## Data shown
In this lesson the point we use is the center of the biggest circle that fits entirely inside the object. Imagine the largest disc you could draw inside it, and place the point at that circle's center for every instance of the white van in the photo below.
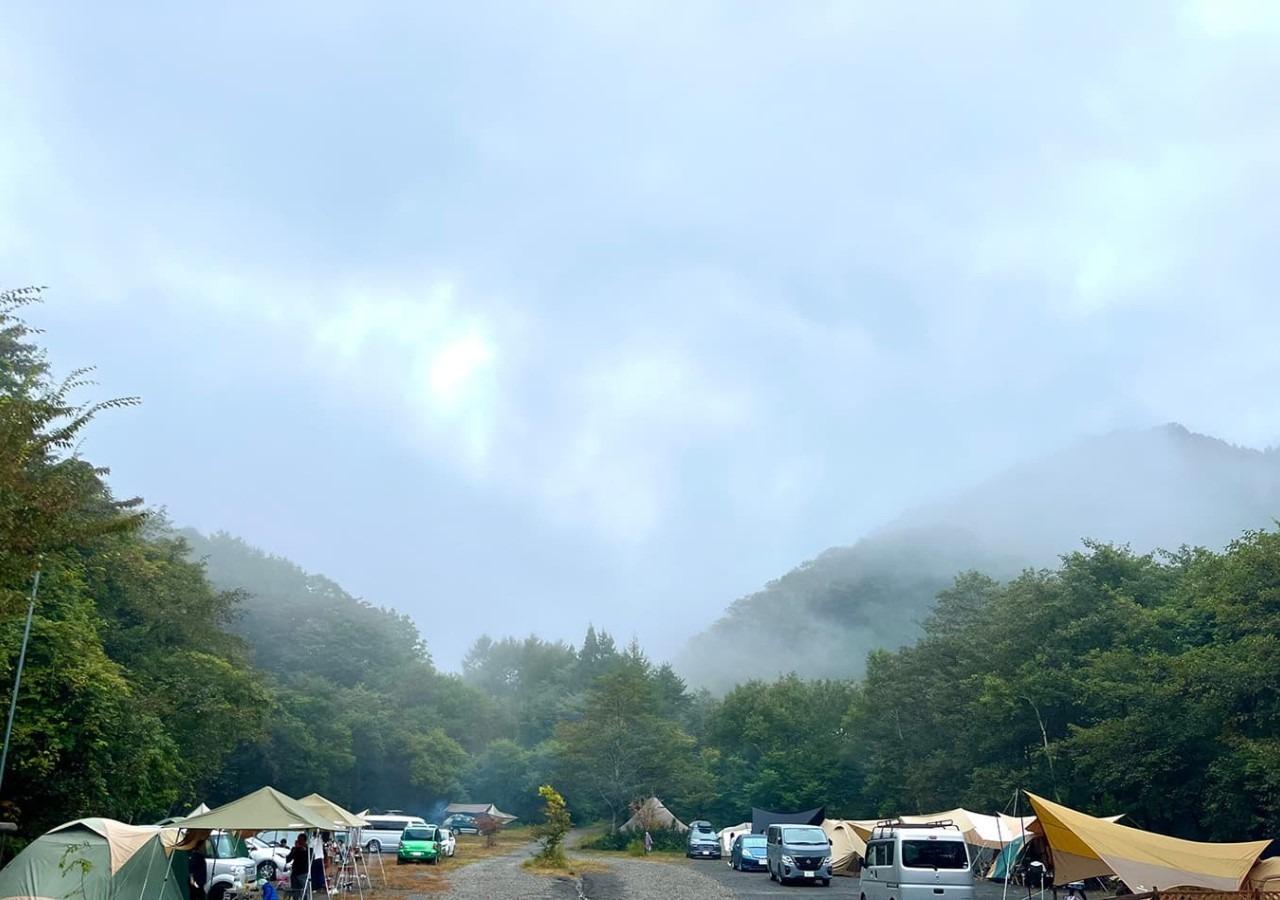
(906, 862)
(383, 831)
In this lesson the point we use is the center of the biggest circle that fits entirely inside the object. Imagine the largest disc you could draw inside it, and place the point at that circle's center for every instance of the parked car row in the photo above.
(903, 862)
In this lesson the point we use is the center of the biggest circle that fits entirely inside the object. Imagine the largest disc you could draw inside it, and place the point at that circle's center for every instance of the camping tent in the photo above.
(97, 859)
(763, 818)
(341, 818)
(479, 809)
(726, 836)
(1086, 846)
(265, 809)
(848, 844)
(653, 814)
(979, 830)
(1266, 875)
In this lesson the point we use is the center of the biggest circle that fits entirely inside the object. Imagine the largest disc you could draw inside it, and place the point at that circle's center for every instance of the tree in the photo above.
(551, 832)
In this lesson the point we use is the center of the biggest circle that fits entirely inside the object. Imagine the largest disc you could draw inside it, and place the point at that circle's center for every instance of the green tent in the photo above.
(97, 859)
...
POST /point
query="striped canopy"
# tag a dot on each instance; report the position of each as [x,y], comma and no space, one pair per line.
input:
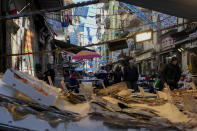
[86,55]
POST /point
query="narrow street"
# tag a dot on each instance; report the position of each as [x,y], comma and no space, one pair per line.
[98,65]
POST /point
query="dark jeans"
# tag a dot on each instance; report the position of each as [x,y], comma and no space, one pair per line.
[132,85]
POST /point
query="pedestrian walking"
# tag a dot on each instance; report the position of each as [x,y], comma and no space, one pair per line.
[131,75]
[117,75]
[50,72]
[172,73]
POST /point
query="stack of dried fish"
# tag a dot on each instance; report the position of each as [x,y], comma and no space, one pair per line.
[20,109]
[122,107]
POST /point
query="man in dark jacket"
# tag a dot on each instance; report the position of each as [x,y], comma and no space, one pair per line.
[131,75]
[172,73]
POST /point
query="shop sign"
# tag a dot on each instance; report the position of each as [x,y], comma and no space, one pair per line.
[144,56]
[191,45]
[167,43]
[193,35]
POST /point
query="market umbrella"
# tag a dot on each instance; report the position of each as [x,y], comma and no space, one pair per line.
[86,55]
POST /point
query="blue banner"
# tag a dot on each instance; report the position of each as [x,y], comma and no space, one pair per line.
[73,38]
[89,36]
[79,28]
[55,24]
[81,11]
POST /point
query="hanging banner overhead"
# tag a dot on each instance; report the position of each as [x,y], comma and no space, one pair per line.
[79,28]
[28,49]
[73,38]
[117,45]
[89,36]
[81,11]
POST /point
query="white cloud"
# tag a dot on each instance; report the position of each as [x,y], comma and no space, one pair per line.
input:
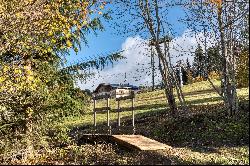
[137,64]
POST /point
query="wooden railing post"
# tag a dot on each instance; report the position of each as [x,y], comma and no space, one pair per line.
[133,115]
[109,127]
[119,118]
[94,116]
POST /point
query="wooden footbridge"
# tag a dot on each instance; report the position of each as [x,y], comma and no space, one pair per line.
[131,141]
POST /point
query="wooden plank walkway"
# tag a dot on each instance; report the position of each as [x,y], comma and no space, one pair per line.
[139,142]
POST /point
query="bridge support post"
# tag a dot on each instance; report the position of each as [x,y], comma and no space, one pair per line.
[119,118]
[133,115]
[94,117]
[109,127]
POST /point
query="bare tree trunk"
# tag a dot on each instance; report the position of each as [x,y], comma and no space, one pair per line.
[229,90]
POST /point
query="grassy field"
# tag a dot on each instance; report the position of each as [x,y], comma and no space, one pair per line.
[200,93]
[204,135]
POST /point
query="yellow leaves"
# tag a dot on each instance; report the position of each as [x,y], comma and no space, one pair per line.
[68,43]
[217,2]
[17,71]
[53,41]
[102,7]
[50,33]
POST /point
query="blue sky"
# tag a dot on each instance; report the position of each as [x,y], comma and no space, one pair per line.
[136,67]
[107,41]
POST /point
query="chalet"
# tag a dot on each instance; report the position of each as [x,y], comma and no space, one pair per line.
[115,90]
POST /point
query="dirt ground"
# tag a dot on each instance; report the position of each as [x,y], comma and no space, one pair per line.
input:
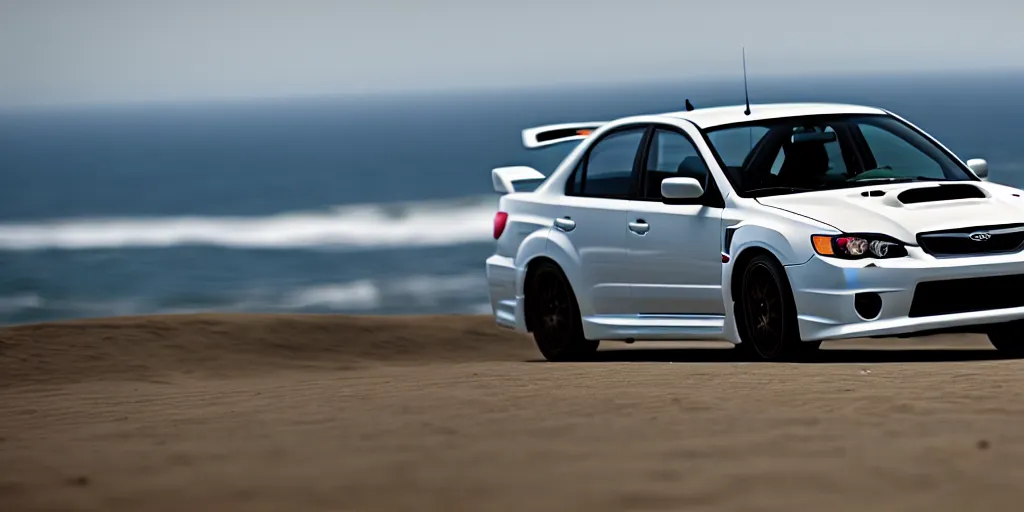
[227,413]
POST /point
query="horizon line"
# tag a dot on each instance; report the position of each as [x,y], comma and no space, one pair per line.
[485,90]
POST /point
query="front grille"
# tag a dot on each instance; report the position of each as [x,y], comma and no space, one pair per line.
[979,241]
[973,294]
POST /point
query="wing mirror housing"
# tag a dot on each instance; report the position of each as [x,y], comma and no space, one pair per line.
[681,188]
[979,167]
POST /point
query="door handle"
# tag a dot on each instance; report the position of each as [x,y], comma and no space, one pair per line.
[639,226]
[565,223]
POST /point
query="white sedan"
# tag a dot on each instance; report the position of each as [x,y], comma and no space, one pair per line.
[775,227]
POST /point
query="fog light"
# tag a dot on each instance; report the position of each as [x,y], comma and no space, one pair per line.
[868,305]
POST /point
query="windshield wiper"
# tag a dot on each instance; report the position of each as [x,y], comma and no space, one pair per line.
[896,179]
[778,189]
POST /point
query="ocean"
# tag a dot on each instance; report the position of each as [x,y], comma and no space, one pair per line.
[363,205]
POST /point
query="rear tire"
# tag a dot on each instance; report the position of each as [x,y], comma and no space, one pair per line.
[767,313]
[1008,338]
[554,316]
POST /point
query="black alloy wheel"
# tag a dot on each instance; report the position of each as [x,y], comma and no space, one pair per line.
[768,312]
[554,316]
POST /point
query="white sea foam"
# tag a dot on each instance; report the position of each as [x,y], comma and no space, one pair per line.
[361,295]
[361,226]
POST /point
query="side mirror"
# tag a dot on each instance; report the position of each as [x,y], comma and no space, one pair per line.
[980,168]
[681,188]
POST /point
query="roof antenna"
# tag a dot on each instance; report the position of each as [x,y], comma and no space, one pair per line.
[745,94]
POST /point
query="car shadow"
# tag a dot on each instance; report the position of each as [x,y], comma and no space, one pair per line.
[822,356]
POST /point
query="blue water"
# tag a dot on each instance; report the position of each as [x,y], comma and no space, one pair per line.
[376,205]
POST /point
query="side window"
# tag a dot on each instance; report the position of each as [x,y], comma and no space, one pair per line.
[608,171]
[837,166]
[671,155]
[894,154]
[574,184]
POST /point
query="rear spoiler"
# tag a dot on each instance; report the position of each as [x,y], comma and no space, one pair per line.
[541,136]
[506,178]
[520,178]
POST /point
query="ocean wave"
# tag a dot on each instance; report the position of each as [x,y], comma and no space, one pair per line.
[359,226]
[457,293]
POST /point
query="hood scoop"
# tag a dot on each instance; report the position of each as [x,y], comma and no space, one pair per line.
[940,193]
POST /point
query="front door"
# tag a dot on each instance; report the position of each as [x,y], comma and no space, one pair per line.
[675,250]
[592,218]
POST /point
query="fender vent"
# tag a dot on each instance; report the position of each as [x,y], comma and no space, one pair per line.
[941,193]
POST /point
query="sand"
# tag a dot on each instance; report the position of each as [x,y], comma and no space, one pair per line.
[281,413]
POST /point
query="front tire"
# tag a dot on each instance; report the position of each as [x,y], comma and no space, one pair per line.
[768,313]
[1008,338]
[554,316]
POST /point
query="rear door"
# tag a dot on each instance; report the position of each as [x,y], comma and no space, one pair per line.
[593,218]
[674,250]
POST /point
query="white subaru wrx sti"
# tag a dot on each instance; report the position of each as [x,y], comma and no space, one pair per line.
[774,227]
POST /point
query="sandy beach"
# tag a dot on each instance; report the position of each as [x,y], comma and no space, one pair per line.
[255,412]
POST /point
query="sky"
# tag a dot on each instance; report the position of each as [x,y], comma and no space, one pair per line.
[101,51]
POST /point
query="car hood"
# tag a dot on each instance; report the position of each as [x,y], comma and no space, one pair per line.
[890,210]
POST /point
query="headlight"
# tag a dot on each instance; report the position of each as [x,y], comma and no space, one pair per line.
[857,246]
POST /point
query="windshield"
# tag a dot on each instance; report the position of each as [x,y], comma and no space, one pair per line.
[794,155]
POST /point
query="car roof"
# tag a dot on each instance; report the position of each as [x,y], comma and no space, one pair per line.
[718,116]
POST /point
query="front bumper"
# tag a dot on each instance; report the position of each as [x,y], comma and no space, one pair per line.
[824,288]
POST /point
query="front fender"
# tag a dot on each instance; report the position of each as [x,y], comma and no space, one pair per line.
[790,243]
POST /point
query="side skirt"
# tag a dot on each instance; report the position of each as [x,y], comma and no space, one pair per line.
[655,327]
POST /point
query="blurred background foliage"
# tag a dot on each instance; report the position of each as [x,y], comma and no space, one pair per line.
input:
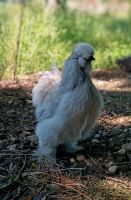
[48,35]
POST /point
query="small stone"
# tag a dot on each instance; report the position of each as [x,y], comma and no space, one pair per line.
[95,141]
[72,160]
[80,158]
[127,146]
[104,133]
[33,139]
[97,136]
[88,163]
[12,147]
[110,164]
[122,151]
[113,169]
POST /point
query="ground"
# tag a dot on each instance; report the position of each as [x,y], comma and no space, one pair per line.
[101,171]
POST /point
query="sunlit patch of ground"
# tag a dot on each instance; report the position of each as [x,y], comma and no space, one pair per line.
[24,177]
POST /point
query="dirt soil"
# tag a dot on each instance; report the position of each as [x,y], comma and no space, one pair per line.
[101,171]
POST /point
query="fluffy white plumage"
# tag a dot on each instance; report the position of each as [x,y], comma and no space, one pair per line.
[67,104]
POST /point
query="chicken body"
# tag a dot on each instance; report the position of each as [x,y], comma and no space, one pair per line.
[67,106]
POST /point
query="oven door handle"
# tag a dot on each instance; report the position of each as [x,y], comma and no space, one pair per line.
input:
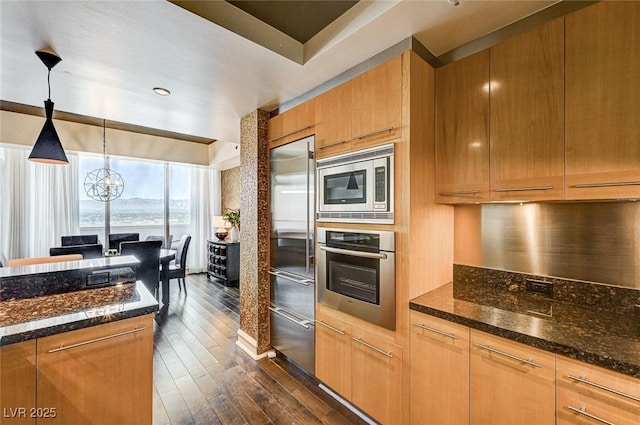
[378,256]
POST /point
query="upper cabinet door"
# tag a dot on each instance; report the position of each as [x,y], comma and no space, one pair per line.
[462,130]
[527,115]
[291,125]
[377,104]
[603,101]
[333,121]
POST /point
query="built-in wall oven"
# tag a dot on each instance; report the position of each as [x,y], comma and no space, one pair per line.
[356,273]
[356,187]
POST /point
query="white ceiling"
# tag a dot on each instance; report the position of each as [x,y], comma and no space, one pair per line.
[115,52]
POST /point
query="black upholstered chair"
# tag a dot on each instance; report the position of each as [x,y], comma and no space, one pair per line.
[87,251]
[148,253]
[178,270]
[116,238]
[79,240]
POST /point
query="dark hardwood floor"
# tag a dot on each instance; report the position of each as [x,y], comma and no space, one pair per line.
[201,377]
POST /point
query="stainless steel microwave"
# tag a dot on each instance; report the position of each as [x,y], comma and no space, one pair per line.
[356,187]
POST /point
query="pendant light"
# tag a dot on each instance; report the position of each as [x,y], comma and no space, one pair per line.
--
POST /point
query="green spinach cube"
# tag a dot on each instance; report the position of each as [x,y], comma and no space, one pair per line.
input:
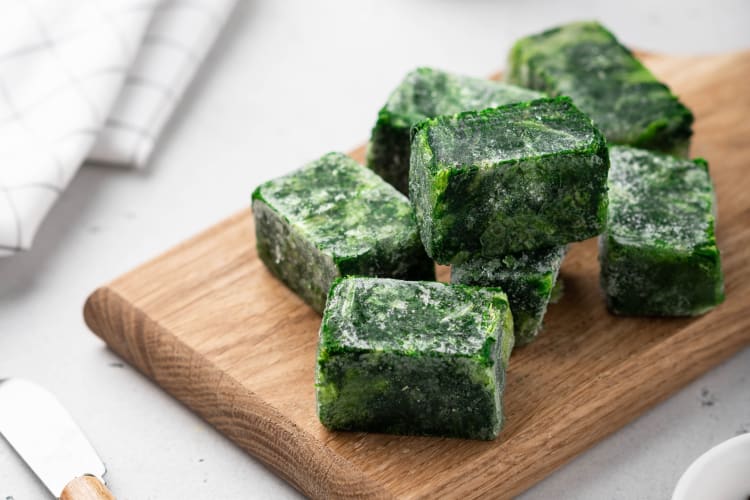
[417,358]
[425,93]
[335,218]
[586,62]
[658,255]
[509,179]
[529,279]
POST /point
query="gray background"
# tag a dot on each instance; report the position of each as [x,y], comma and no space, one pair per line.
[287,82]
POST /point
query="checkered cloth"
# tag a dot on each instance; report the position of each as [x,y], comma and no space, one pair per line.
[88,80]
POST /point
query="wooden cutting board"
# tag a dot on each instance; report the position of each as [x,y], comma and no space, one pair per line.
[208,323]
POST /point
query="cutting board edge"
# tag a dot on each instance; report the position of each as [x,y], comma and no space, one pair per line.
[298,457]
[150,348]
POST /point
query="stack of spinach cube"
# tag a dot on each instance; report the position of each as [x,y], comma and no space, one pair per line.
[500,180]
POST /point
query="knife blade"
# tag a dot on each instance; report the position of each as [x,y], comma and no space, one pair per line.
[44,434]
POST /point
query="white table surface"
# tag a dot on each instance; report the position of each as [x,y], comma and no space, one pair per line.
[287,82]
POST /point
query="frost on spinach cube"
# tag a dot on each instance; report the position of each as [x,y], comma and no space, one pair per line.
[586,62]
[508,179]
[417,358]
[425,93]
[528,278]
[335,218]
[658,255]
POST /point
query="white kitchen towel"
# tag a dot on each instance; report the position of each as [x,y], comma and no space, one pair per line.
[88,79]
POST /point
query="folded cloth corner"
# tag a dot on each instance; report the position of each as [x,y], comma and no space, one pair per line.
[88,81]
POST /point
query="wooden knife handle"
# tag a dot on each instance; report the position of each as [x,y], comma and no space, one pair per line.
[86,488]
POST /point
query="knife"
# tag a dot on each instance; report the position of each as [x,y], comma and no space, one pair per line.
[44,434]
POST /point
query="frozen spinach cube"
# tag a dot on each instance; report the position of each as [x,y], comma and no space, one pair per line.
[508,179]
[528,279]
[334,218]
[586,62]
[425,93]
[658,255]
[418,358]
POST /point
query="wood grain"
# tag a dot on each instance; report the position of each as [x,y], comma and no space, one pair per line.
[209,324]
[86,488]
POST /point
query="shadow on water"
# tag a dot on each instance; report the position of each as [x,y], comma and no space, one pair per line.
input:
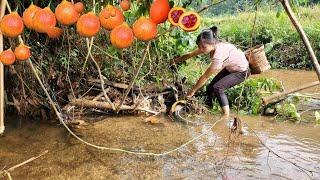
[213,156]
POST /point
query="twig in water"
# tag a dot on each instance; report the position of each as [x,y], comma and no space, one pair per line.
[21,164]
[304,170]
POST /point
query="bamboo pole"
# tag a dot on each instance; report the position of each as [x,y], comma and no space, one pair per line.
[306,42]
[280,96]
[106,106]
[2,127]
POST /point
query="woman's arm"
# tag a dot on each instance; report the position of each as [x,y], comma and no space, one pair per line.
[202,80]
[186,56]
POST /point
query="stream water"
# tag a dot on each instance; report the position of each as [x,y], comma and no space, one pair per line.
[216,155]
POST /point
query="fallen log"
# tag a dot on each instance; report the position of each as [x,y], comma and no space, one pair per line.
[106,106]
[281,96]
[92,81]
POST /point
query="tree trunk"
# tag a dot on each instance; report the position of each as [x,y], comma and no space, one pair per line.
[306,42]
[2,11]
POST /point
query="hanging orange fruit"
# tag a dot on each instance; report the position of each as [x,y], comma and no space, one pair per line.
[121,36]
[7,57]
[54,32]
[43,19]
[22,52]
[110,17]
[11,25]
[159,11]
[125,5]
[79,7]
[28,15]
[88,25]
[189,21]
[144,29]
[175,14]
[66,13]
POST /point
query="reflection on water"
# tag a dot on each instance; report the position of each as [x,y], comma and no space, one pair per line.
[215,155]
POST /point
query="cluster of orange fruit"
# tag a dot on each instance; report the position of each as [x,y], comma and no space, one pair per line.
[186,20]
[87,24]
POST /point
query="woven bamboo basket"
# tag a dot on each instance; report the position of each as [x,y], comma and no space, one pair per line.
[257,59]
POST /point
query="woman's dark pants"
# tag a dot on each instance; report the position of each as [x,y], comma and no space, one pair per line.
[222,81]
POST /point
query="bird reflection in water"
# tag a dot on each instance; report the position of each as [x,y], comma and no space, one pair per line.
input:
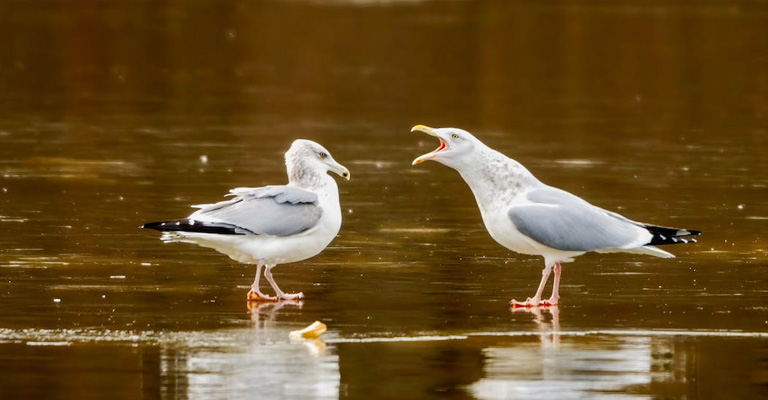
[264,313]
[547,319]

## To do
Gather every line in the data above that contains the word "stack", treating uppercase and lowercase as different.

## Task solution
query="stack of dried fish"
query="stack of spinach cube"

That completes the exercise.